問題の条件:
本文抜粋について、次の問いに答えてください。
1. 筆者がモニタで見ているのは何の演奏ですか。
2. 引用によると、教養人の頭の中では個々の事実はどうなりますか。
3. 「教育について」の引用では、生徒の仕事の第一は何だとされていますか。

本文抜粋:
********

モニタではベルリン・フィルの素晴らしい演奏(とその映像)。
そんななか読むフランスの翻訳文庫。
自分が蓮實重彦になった気分がすごくする。
閑話休題。
(人のゴシップや噂について「「知りません」というこの簡単なひこことをいつも口にするように心がけたら、世間の会話の平均的価値はおどろくほど向上することだろう」(26)
「情報は教養ではないのである。教養人の頭の中では、個々の事実が有機的に結びつき、一つの生きた世界をつくり、それが現実世界の映像となる」(48)
「行動する人にとり、思考は行為と一体になっている」(48)
「しかしもっと強い恋をする人たちは、必要に応じて自分を新しくすることを知る」(84)
「人生の戦術もまた、攻撃点を一つえらび、そこに力を集中することにある」(102)
「そしていったん決定を下したら、「実行に移れ!」である。後悔は無益であり、変更にはきりがない」(103)
「汝のいまなすべきことをなせ。一心こめてそれにかかれ。全身全霊を目的と|するものに捧げよ。その目的を達したあかつきには、歩いてきた道を立ちもどって、先に横切ったもう一つの道を歩くのもよかろうし、あたりの景色を眺めるのもよかろう。だが仕事ができ上がらないかぎり、道草は許されない」(103-104)
●教育について
「生徒の仕事の第一は、勉強するくせをつけることである。精神を養うまえに、まず意志の力を養わなければならない」(27)

********

(位置特定用の項目)

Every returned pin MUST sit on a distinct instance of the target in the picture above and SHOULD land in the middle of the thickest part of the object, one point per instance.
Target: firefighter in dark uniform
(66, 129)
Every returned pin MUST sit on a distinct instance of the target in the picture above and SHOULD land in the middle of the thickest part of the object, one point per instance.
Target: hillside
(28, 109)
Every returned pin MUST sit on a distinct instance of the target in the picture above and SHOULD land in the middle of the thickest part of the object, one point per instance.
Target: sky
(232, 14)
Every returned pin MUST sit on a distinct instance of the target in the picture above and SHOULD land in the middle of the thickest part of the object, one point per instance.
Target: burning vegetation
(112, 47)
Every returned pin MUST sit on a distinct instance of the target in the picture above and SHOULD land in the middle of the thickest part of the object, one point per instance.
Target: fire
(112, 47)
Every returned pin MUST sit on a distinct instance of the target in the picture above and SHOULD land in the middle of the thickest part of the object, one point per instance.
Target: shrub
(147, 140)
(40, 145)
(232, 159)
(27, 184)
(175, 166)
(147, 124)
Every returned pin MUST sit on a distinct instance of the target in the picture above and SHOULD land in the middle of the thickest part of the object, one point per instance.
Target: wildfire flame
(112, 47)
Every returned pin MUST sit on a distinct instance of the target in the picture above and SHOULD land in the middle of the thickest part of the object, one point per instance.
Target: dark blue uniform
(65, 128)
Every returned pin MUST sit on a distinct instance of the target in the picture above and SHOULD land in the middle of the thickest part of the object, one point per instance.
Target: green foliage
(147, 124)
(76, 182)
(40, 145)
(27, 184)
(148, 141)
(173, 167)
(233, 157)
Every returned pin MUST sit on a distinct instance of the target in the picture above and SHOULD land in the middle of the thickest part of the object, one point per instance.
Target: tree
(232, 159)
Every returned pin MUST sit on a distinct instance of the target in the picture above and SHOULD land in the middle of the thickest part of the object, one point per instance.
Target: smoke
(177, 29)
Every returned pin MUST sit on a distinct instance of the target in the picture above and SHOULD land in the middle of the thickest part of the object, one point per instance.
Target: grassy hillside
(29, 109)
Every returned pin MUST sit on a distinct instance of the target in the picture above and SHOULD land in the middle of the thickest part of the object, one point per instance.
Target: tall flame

********

解答:
1. ベルリン・フィルの演奏です。
2. 有機的に結びついて一つの生きた世界をつくり、それが現実世界の映像となります。
3. 勉強するくせをつけることです。